# Exercise prompt:
Please copy out every line of the material below that contains the string "each". Treat uppercase and lowercase as different.

# Material:
————————

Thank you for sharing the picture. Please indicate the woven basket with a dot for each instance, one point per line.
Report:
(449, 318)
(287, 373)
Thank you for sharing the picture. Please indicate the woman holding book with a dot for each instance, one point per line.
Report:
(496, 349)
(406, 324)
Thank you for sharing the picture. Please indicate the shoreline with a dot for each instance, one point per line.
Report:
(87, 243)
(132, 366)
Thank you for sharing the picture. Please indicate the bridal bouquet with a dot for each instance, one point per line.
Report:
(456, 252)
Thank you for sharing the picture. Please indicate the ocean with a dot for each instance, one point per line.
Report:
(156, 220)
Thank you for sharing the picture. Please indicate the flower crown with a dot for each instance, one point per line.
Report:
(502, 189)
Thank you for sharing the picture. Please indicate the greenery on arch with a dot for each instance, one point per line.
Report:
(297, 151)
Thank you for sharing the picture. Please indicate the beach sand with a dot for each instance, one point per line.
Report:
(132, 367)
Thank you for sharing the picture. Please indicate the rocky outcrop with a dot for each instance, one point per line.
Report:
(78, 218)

————————

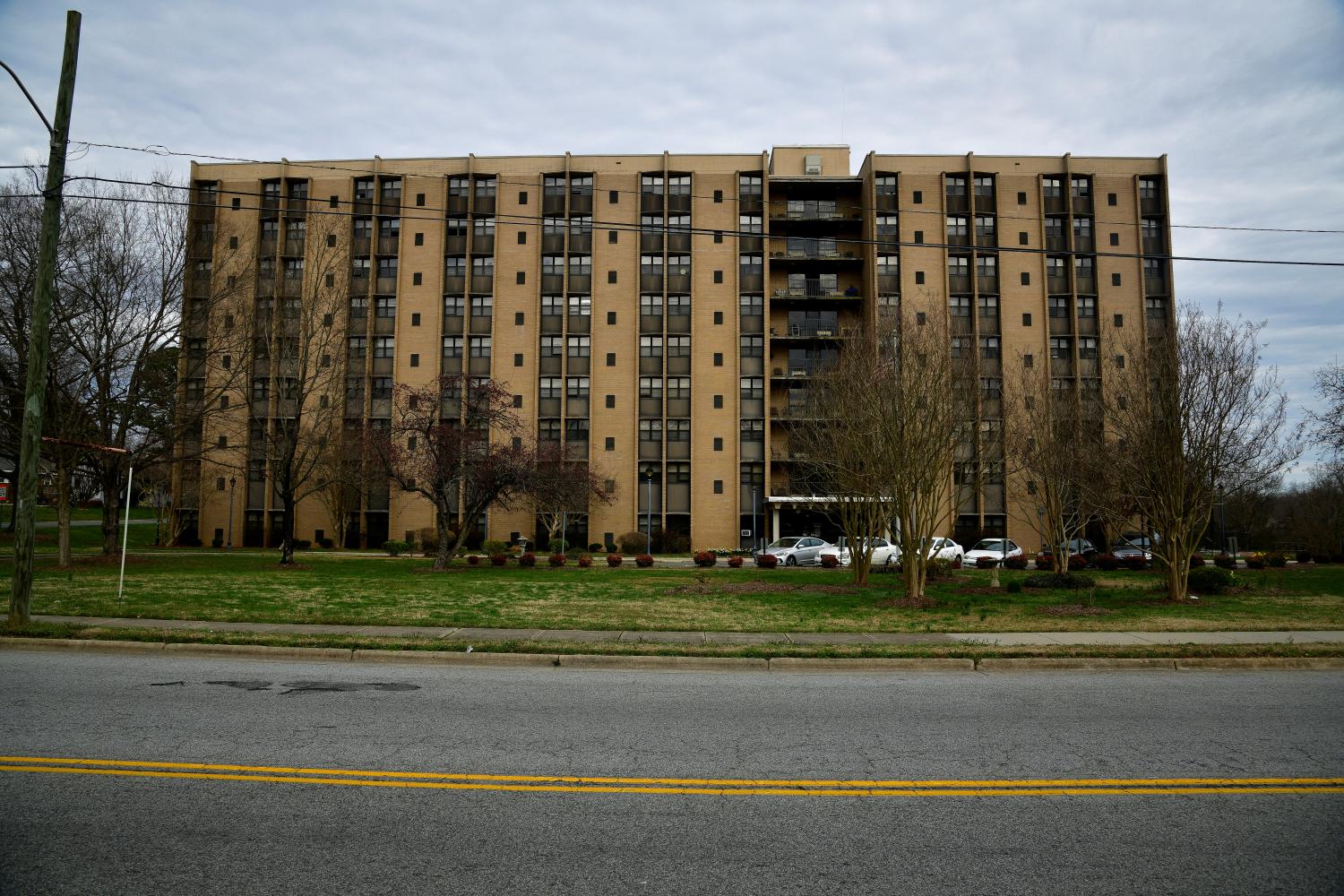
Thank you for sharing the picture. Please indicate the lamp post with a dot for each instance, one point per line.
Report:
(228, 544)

————————

# Expected answer:
Thank you for sharing the picture. Please indicate the woven basket with a dot for each instance, one point per line.
Thank you for sharing the picture. Please indicate the woman holding book with a dot for each instance, one point per line.
Thank you for sharing the picture. Please indicate the shoreline with a dot for each instance, one point per line.
Thank you for sharing the picture. Please indicate the bridal bouquet with a dot for each instance, one point per line.
Thank you for sharing the picture. Please indicate the ocean with a dot for each instance, one point per line.
Thank you for sharing the picture. Please indicate the flower crown with a dot for each instance, one point per line.
Thank you for sharing the picture. Please indicate the greenery on arch with a dot for each instance, one point per line.
Thank you for sharing the picture. Please indicate the beach sand with a dot for each instance, one point per line.
Thank you for sharing the picture. Please indicate the rocky outcrop with a dot for each instance, one point per line.
Thank you for sharing the picture. Please indicate the lamp post with a dot for each instance, one point per line.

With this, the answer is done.